-- Opening Marker --

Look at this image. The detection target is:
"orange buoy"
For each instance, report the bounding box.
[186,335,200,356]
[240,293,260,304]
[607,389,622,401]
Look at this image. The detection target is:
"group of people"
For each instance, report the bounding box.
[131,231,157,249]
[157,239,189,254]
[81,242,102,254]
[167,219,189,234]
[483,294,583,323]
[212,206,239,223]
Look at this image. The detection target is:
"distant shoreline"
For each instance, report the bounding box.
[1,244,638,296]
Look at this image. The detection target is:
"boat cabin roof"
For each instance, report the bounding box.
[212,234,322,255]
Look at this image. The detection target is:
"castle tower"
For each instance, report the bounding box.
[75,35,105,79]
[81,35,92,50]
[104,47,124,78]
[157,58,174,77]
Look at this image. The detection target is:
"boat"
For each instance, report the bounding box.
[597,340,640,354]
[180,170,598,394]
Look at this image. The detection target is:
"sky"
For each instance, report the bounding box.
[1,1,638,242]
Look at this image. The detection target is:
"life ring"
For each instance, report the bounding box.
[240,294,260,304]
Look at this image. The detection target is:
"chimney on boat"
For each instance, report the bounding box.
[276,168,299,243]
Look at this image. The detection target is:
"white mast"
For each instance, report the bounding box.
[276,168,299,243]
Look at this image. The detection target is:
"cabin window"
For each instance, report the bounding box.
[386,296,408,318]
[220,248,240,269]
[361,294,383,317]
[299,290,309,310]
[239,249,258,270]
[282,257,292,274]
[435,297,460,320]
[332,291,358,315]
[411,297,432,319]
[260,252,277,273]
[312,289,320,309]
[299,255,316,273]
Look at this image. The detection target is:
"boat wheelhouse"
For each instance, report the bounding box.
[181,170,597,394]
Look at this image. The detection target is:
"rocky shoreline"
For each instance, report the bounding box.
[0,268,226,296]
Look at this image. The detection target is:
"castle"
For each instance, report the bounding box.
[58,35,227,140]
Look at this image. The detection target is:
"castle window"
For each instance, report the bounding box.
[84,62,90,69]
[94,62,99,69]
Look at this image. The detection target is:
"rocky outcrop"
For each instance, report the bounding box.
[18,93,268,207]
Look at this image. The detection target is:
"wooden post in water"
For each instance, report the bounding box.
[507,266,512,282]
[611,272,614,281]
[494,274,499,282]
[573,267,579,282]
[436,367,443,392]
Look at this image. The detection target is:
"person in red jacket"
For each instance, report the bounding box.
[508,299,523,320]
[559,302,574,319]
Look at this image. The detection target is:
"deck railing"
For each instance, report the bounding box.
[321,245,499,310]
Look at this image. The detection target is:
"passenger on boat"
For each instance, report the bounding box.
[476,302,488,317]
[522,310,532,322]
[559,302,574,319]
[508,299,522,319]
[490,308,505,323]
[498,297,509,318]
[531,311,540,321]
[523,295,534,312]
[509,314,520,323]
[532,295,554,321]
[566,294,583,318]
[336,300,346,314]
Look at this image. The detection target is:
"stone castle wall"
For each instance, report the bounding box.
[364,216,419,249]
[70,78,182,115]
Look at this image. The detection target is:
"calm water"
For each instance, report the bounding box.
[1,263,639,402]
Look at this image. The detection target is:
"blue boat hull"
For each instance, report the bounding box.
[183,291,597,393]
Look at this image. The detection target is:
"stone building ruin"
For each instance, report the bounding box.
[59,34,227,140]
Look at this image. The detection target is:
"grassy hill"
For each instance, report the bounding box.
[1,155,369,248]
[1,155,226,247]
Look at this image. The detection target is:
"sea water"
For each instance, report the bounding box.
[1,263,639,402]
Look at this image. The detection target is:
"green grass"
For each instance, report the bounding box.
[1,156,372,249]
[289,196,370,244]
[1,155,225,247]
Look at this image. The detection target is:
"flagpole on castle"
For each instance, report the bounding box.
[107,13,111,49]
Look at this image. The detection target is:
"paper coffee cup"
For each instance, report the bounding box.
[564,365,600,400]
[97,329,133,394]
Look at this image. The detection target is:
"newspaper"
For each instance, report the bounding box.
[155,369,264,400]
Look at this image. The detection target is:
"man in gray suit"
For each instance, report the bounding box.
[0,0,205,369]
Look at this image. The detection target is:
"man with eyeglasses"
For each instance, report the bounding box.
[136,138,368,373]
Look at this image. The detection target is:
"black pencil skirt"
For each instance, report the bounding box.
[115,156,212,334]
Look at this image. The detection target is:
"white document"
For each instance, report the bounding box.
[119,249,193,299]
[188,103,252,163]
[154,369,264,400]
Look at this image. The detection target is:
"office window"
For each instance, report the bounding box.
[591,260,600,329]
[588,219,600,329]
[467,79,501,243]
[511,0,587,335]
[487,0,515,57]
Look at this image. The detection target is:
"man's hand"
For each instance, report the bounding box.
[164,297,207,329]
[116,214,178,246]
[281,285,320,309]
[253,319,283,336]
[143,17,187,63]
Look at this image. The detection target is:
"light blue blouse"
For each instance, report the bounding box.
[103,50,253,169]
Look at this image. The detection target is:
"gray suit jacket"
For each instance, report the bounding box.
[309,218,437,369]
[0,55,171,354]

-- Closing Marker --

### Aim of the task
Please give the records again exactly as they are.

### Written solution
Look at this image. The detection target is:
"orange buoy"
For each instance, report the bounding box.
[186,335,200,356]
[240,293,260,304]
[607,389,622,401]
Look at this image. The detection target is:
"group of people"
For each instance, report the bounding box.
[131,231,157,249]
[157,239,189,254]
[81,242,102,254]
[167,219,189,234]
[483,294,583,323]
[212,206,239,223]
Look at this image. The detection target is:
"distant shoreline"
For each instance, report the bounding box.
[1,244,638,296]
Look at this image. The detection target is:
"boat cabin roof"
For each instance, report the bounding box.
[212,234,322,255]
Look at this image. The detection target is:
"castle tower"
For each instance, report the bounding box.
[75,35,105,79]
[81,35,92,50]
[104,47,124,78]
[157,58,174,77]
Look at this image. The detection target is:
"boat"
For each instance, report the bounding box.
[597,340,640,354]
[180,170,598,394]
Look at this image. The detection target is:
"sky"
For each instance, report the bounding box.
[1,1,638,242]
Look at this image. The detection target is:
"life ring"
For each instance, report the bounding box.
[240,294,260,304]
Look at this image. The detection target is:
"chimney on boat"
For each instance, report the bounding box.
[276,168,299,243]
Look at this image. The detection target is:
"white mast"
For each instance, report the bounding box.
[276,168,299,243]
Look at this image. The detection target is:
"cabin window"
For each instance, report the bounding box.
[386,296,408,318]
[220,248,240,269]
[361,294,383,317]
[299,290,309,310]
[239,249,258,270]
[282,257,292,274]
[435,297,460,320]
[332,291,358,315]
[411,297,432,319]
[260,252,277,273]
[312,289,320,309]
[299,255,316,273]
Look at this image. The detection target is:
"boat wheelhouse"
For each instance, report the bounding box.
[181,170,597,394]
Look at this image. The detection target is:
"rocky shoreline"
For each instance, report the bounding box.
[0,268,226,296]
Look at this image. The detection target is:
"castle"
For each instance, report the bounding box.
[58,35,227,140]
Look at this image. The detection target is:
"castle window"
For each instance, report the bounding box.
[84,62,90,69]
[94,62,99,69]
Look at this image. The detection target is:
"rocky outcrop"
For each instance, report the bounding box.
[18,93,268,207]
Look at this image. The detection target is:
"wooden post in water"
For each instance, report the bounding box.
[507,266,512,282]
[611,272,614,281]
[494,274,499,282]
[573,267,579,282]
[436,367,443,392]
Look at this image. The detection target is:
"person in red jacket"
For each instance, report the bounding box.
[508,299,523,320]
[559,302,574,319]
Look at this image. The detection target is:
"deck railing"
For each instance, report the bounding box.
[321,245,499,310]
Look at this image. The detection target is:
"passenger on boat"
For each instance, report the bounding box.
[476,302,488,317]
[522,310,532,322]
[559,302,574,319]
[508,299,522,319]
[490,308,505,323]
[498,297,509,318]
[531,311,540,321]
[523,295,534,312]
[509,314,520,323]
[532,295,554,321]
[566,294,583,318]
[336,300,346,314]
Look at this image. The detection target is:
"stone castle wall"
For each instance, report the bounding box.
[364,216,419,249]
[70,78,182,115]
Look at this image. The detection target is:
"calm water"
For each instance, report the bounding box.
[1,263,639,402]
Look at this image. The detection target is:
"blue boat hull"
For each instance, report the bounding box.
[183,291,597,393]
Look at this image. The detection target is:
"stone building ruin"
For each instance, report the bounding box.
[59,34,227,140]
Look at this image. The detection target is:
"grassy hill"
For each instance, report the bounding box.
[1,155,369,248]
[1,155,226,247]
Look at this image. The detection target is:
"sea water"
For each instance, report the bounding box.
[1,263,639,402]
Look at this image. The detection target is:
"green grass"
For each instance, report the bounding box.
[1,156,372,249]
[289,196,370,244]
[1,155,225,247]
Look at this image. The detection target is:
"flagpole on castle"
For each instance, report the bounding box.
[107,13,111,49]
Look at this image. The detection target is:
"paper coffee cup"
For each instance, report the bounding box.
[564,365,600,400]
[97,329,133,394]
Look at this image. The detection target is:
"newspaper"
For each instance, report the bounding box.
[155,369,264,400]
Look at this image. The detection target is:
"man in gray suit"
For each instance, report the bounding box.
[0,0,205,369]
Look at this image. The detection target is:
"man with eyeglasses"
For each instance, report the bounding box.
[136,138,368,373]
Look at this image. The detection target is:
"black pencil skirt"
For each instance, report the bounding box.
[115,156,212,334]
Look at this image. The detection target is:
"white document"
For each instance, report the bounding box.
[119,249,193,299]
[188,103,252,163]
[154,369,264,400]
Look at this image. The detection target is:
"office window"
For each instance, report the bounding box.
[591,260,600,329]
[588,219,600,329]
[467,79,501,243]
[511,0,587,335]
[487,0,515,57]
Look at this image. The detection target is:
"man's hand"
For each instance, report the bounding box.
[164,297,207,329]
[116,214,178,246]
[281,285,320,309]
[253,319,283,336]
[143,17,187,63]
Look at this image. The detection target is:
"light blue blouse"
For each instance, report the bounding box.
[103,50,253,169]
Look at this image. The detection target is:
"gray suit jacket"
For each instance, report the bounding box.
[309,218,437,369]
[0,55,171,354]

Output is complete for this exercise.